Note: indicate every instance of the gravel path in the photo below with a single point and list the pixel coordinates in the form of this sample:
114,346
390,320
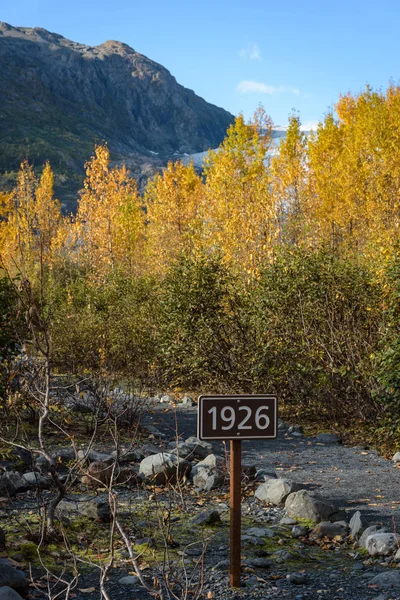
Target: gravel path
352,477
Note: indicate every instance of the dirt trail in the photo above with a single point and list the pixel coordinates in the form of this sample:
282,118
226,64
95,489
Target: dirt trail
354,478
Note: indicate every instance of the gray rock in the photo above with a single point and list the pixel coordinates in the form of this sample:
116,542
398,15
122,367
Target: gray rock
7,593
261,532
258,563
309,505
129,580
94,456
265,474
207,517
127,456
154,431
275,491
382,544
295,429
37,480
12,482
297,578
356,525
208,479
166,399
330,530
222,565
163,467
369,531
187,401
13,578
299,531
63,455
200,448
328,438
388,579
207,474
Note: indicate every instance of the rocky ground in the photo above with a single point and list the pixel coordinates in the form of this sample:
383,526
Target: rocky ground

══════════════════════════════

What you need to do:
Type the entries again verbatim. Any pictures should be skipped.

Result for this exercise:
Note: indicate every instance of the gravel path in the photo below with a single point and list the pixel coordinates in the form of this sample:
114,346
390,320
Target: gravel path
352,477
Note: indicate every instance of the dirt trail in the photo above with a single point and list the pixel coordinates in the form of this sample:
282,118
226,64
95,489
Target: dirt trail
354,478
Note: indicate every instance of the gray rock in the photo above with a single point and list the pixel coordinates in the form of this sample:
116,542
398,15
122,367
Target: gray rock
7,593
261,532
258,563
309,505
129,580
94,456
265,474
207,517
127,456
154,431
275,491
382,544
295,429
37,480
12,482
297,578
356,525
208,479
166,399
330,530
222,565
163,467
369,531
187,401
13,578
299,531
63,455
200,448
328,438
388,579
207,474
Note: indicate every instance of the rocky ground in the photo above with a single point and list the pixel coordinates in the form of this sample:
383,526
Target: rocky ground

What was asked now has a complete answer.